Work request: When copying the records below, keep every word as it is and drop the images.

Supplied material:
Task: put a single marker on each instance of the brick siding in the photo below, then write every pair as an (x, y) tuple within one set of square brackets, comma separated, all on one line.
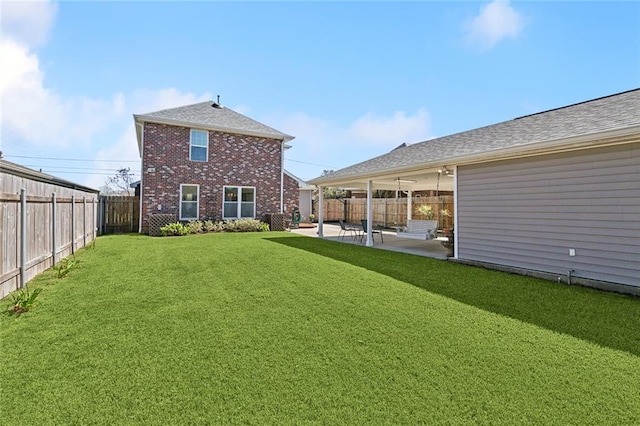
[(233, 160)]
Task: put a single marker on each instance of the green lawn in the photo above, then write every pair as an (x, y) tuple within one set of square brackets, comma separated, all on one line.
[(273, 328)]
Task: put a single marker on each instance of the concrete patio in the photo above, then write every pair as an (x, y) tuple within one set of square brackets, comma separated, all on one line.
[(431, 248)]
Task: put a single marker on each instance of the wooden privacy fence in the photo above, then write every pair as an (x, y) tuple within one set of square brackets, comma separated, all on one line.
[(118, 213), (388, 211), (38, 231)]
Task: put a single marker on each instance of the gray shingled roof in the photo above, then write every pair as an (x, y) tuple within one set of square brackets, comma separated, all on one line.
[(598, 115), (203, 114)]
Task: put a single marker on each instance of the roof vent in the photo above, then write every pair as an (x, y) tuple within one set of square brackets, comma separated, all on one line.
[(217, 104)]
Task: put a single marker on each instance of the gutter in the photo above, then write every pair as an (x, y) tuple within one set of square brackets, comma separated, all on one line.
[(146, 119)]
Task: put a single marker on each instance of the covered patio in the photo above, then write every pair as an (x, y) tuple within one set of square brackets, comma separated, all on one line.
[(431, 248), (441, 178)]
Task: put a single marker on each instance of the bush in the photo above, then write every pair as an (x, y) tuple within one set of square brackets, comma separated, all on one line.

Answer to the problem:
Task: put a single marker on each instance of the brick siding in the photo below, then write every pair as an (x, y) tuple within one set of square brackets, comma separated, all on one line.
[(233, 160)]
Task: put a single marker on each instance of the green lawn in the photo above, then write every pair as an (x, y) tuple within one set of square brackets, comma separated, all on one line.
[(273, 328)]
Task: put a single marker on each instance of the concrete patio in the photo above, then write every pair as an (x, y) tuple within one set of square brackets, comma separated, all on one line.
[(431, 248)]
Task: put a single marker on each instance of the wooden privacy fence in the photo above, then write every pair as an (x, y) tuple within one set of square brackets, comma separated, all on one line.
[(118, 213), (388, 211), (38, 231)]
Task: put a single marker on each instance of the gray shingled roof in the photo above, then write every pair as an (x, y) tuple within one set of square brackets, comma separated, all on one line.
[(598, 115), (203, 114)]
Task: put a single marker on each instance of the roof vent in the photo above, then write every pair as an (x, y) tuple within one set of square brackets, comma separated, all on one line.
[(217, 104)]
Task: put a single marker on each instance of the gutter in the photo above, then write every pair as an (x, y) tuple within one set of square brackets, comma separated, all on one line.
[(146, 119)]
Task: put a single marker on each instance of the covered patio in the photo above, then write every pair as an (x, y) tuple within one set of square brackets, comma separated, all on one line.
[(431, 248), (441, 178)]
Task: put a single marker on each instance of the bush in the photo above, then write every pair as an (x, y) tuple within one set of square brackets, comma separated, all on one line.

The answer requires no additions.